Task directions: Extract every line of the records below that contains the string "stone", matching case exactly. Copy each such line in full.

Information supplied:
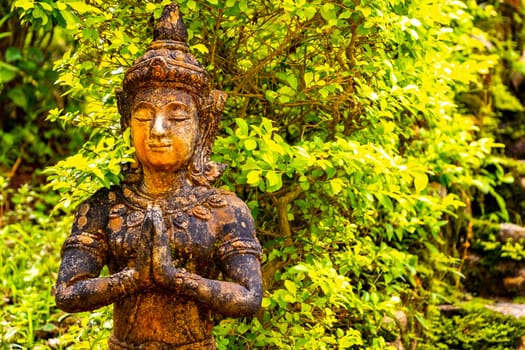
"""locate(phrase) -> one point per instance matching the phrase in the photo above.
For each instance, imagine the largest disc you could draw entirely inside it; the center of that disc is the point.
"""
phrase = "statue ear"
(217, 100)
(124, 108)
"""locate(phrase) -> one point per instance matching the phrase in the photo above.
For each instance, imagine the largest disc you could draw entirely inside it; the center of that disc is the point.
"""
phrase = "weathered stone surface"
(179, 252)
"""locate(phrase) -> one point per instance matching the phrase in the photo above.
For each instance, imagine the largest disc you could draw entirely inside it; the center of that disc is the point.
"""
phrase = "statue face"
(164, 128)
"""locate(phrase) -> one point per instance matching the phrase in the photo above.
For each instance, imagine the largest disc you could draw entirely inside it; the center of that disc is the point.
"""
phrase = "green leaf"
(250, 144)
(253, 177)
(273, 180)
(420, 181)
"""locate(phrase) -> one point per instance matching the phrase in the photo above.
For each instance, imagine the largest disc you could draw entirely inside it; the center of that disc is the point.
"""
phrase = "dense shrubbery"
(348, 131)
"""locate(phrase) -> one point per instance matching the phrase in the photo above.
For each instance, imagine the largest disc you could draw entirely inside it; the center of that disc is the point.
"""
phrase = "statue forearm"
(228, 298)
(91, 293)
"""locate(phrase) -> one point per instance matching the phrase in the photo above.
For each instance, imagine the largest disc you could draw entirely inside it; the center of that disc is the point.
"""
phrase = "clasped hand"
(154, 263)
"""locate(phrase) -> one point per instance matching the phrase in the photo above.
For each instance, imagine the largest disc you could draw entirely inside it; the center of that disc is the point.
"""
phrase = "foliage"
(347, 132)
(475, 327)
(27, 91)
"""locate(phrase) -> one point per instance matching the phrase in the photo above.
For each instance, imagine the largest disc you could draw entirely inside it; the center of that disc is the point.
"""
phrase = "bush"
(344, 133)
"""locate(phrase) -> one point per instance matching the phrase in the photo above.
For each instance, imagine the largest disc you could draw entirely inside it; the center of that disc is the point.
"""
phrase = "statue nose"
(159, 125)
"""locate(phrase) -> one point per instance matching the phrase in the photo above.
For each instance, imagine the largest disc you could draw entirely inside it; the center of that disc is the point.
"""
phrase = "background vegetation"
(369, 138)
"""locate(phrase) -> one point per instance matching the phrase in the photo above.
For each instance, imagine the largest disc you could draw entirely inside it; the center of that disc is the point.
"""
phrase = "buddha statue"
(180, 253)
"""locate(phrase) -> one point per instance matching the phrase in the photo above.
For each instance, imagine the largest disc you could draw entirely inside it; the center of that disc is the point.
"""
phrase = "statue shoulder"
(96, 207)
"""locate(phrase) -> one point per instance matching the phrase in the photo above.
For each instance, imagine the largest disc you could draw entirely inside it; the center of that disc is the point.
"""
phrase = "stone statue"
(179, 252)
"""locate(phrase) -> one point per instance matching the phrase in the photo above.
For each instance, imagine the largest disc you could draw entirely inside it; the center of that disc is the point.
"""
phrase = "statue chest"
(191, 237)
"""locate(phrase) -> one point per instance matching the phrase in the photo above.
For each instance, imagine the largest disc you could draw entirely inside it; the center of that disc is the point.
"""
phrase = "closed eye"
(176, 113)
(143, 113)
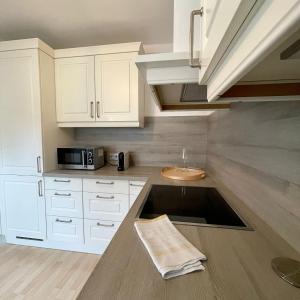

The output:
phrase = "weathered stone surface"
phrase = "stone statue"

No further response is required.